::: Source information
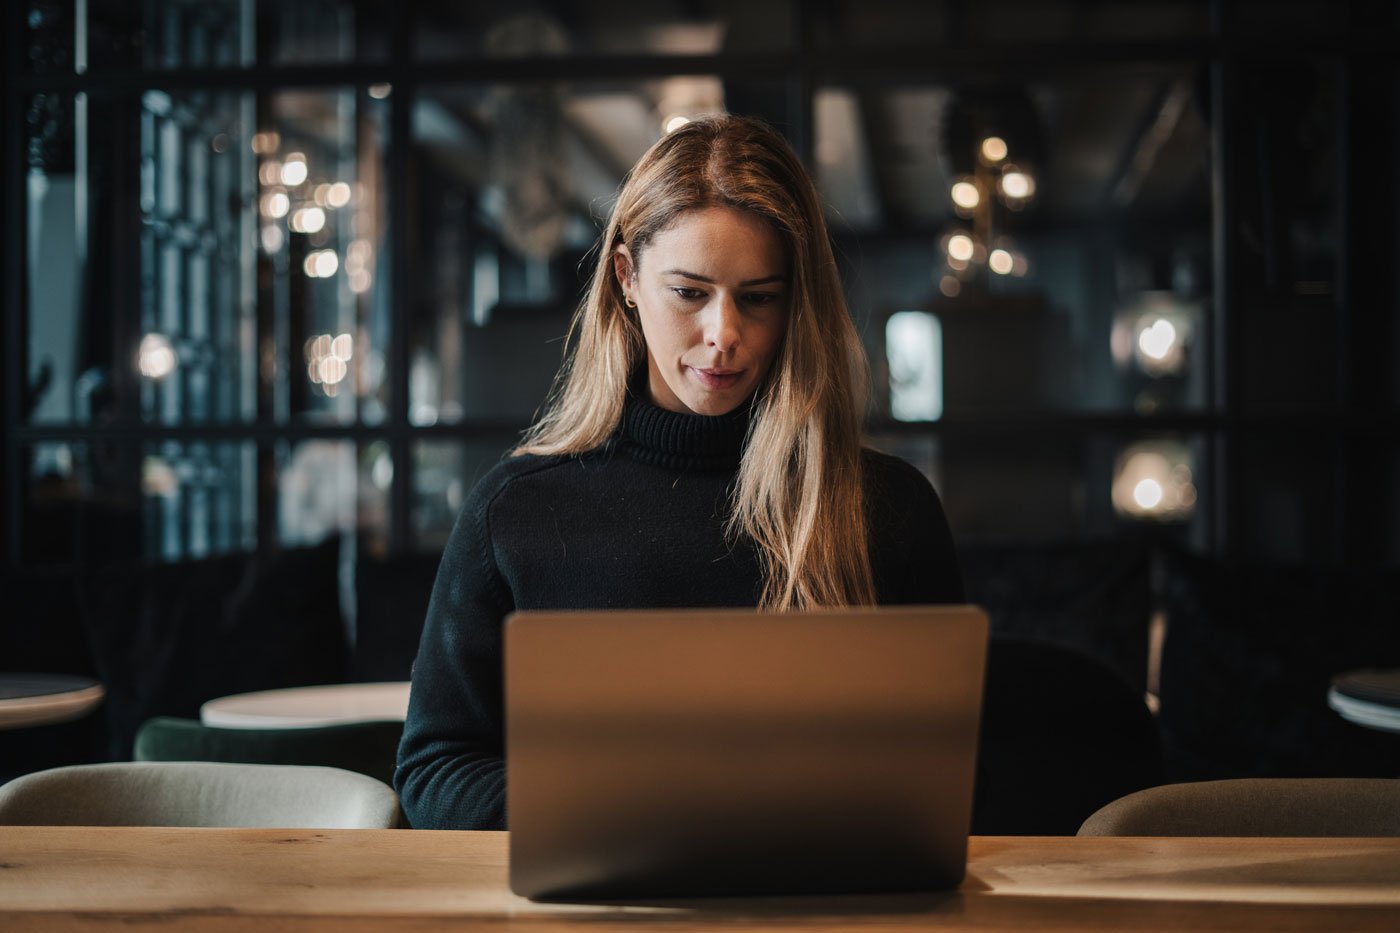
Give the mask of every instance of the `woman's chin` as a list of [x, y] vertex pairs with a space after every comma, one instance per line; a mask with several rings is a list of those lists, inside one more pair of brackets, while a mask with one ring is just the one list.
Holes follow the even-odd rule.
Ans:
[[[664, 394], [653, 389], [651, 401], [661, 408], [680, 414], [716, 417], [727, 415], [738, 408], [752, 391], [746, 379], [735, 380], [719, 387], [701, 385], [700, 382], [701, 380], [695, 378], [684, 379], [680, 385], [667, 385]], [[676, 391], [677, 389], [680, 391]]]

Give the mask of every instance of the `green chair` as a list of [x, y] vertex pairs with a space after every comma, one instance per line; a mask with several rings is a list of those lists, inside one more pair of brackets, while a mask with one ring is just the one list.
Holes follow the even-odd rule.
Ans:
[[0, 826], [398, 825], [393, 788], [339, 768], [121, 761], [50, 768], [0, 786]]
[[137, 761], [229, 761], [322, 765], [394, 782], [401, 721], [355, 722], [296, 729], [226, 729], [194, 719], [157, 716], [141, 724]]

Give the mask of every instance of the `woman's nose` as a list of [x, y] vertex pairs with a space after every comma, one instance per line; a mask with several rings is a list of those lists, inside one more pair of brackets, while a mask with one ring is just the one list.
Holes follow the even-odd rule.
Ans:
::::::
What you have to do: Match on "vertex" and report each line of the data above that has it.

Worked solution:
Give the mask of every instance of the `woman's chin` as a list of [x, y] vertex pairs with a space after every comma, one instance per line; a mask with several rings is a list of those lists, inside one more pair of brackets, while a mask with one ring is just the one list.
Give the mask of every instance of the `green chair` as a list of [x, y] vertex pairs with a space after every comma, one instance per line; a mask with several rings is a list of those lists, inside one more pair of brackets, while a mask with one ring is just the one list.
Give the mask of every instance of the `woman's nose` as a list of [x, y] vertex pairs with a space after every comma, one instance per line; a mask with several rings is a list of those lists, inside one more pair of brackets, while a mask with one ring is just the one list.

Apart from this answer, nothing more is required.